▶ _Sua tarefa_
Escreva a continuação da entrevista sobre o golpe de Estado no Níger, reproduzida abaixo, partindo da última frase apresentada.

▶ _Trecho do documento_

++++++++

10 Agosto 2023
Bakary Sambe é professor-pesquisador da Universidade Gaston Berger de Saint-Louis (Senegal) e diretor regional Timbuktu Institute-African Center for Peace Studies. Nesta entrevista, fala sobre o papel da França e a situação no Níger após o golpe de Estado de 26 de julho, no qual o presidente Mohamed Bazoum foi derrubado por uma junta militar.
A entrevista é de Lucie Sarr, publicada por La Croix Africa, 02-08-2023. A tradução é do Cepat.
Como o Mali e Burkina Faso agora governados por juntas militares, o Níger é atingido por um golpe de Estado. Devemos fazer uma ligação entre o jihadismo e a instalação de regimes militares nestes países do Sahel?
O caso do Níger é específico porque havia muita esperança na estabilização do país. O Níger viveu, de fato, uma experiência de alternância política democrática com o fim do mandato de Mahamadou Issoufou e o início do mandato de Mohamed Bazoum em 2022. Esta eleição de Bazoum foi considerada um passo significativo em termos democráticos.

++++++++

▶ _Registros contidos em um conjunto de dados_
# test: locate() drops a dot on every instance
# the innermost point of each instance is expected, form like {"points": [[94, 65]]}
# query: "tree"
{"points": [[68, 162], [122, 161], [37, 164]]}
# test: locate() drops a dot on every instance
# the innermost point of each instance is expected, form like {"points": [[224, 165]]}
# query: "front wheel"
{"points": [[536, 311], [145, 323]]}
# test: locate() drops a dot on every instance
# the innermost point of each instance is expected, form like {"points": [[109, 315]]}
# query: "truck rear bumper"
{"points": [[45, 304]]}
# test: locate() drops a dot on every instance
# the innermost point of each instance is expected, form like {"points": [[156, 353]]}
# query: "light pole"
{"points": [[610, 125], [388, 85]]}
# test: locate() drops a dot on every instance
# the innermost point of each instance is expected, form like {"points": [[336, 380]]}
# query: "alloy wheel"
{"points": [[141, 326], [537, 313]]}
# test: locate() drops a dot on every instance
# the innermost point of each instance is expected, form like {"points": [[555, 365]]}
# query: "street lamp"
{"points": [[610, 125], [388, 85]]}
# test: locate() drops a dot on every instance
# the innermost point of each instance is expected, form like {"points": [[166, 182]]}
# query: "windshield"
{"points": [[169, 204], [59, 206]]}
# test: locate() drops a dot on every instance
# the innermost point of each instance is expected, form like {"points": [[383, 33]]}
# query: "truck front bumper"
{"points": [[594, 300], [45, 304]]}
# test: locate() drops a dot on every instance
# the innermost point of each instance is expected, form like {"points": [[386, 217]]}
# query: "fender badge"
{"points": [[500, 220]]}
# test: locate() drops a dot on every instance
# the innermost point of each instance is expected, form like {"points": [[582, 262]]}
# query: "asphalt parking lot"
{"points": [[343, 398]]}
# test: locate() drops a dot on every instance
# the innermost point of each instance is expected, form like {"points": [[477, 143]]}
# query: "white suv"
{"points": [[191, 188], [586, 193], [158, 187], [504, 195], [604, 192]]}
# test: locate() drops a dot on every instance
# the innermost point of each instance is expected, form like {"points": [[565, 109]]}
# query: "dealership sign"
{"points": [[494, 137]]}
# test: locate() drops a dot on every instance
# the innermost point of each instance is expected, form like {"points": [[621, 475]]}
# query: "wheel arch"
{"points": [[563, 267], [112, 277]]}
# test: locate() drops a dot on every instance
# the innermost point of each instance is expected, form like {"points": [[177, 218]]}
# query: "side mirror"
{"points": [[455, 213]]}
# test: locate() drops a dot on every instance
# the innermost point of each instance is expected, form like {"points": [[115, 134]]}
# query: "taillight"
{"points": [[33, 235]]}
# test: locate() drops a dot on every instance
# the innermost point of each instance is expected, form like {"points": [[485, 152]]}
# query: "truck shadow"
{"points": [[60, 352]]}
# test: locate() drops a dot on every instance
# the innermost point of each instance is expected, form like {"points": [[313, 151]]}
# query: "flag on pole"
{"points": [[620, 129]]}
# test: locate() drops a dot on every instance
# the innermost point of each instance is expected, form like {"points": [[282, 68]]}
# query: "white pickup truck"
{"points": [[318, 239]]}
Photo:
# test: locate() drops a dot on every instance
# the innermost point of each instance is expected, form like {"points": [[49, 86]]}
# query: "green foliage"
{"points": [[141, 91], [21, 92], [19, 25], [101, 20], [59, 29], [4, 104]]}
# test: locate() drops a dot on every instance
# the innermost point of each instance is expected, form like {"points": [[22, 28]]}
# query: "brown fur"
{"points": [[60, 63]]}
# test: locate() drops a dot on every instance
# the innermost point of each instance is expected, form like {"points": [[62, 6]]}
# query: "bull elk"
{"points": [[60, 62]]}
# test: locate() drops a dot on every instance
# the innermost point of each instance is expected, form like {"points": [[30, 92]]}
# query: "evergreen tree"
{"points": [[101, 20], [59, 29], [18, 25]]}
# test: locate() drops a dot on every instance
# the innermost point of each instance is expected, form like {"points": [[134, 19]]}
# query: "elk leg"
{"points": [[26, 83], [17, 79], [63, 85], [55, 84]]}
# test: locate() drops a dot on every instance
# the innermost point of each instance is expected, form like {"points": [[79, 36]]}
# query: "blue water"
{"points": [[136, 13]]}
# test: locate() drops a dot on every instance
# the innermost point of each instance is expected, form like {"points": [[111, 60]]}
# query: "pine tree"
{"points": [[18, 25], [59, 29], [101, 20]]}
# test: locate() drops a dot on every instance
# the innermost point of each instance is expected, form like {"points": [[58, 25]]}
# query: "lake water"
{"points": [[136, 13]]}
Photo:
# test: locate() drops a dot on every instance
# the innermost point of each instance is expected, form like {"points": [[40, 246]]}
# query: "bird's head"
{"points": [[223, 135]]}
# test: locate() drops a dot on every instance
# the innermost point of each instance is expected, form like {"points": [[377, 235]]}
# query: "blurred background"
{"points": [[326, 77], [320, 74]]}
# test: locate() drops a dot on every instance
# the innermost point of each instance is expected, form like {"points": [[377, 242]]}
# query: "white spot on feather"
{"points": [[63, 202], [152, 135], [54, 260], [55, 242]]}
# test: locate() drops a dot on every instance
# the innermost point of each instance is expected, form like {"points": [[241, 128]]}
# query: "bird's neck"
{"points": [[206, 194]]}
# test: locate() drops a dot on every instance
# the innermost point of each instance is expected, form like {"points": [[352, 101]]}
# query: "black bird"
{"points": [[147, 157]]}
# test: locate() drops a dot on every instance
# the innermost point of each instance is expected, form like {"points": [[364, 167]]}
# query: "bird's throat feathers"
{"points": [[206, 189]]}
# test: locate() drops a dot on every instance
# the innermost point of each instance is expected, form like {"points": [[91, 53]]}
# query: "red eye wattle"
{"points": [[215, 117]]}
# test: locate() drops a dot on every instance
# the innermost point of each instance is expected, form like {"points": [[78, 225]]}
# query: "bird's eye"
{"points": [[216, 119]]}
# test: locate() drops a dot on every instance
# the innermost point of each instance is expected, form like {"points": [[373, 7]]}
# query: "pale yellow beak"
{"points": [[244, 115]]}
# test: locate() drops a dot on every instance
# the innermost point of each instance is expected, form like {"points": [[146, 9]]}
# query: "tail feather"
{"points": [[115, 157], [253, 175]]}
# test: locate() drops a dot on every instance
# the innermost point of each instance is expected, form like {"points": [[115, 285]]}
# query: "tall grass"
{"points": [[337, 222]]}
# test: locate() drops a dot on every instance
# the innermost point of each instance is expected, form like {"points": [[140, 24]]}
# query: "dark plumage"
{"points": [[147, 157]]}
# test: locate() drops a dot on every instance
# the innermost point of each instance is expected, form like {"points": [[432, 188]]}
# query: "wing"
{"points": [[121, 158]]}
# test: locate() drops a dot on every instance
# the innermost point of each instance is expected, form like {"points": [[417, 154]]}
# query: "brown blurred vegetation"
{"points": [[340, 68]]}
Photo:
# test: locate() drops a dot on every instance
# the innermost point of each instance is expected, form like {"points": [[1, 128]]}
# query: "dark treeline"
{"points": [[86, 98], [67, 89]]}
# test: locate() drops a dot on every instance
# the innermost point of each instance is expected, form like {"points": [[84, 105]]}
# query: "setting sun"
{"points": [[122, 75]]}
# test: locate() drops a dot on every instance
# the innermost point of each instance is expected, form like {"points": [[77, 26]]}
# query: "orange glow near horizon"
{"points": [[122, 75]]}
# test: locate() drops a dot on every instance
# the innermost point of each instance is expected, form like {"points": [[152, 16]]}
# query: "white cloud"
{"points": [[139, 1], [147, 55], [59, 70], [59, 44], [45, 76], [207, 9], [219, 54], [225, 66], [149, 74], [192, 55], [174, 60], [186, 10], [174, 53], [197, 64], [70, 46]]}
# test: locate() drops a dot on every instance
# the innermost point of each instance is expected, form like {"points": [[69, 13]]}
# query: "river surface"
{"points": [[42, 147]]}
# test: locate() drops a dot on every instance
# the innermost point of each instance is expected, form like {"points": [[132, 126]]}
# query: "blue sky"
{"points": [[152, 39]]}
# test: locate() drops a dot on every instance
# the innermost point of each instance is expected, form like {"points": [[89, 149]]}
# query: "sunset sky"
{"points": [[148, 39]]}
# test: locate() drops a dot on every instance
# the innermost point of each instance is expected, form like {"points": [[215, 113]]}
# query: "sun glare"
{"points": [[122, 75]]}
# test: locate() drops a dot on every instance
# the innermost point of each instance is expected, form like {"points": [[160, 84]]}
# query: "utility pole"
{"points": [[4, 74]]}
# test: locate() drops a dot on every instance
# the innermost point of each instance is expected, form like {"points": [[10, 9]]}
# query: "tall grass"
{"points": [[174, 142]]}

++++++++

▶ _Resposta esperada_
Os observadores estão surpresos com o fato de a junta governante citar a questão da segurança como a causa do golpe porque o Níger conseguiu estabilizar a situação. O sucesso da estratégia nigerense deveu-se em particular à abordagem mista: militar e comunitária com diálogo dentro das comunidades onde os jihadistas foram recrutados.
Estamos em uma situação regional global onde a instabilidade está crescendo cada vez mais. É particularmente agravada pela tomada do poder pelos militares depois de décadas, quando as pessoas começaram a acreditar que a era dos golpes tinha acabado. Além disso, o golpe atinge um país que era considerado o último bastião da cooperação internacional na luta contra o terrorismo, mas também um país fulcral no seio das realidades geopolíticas.
A instauração desses regimes militares pode ser um baluarte contra o terrorismo ou, pelo contrário, facilita a sua implantação?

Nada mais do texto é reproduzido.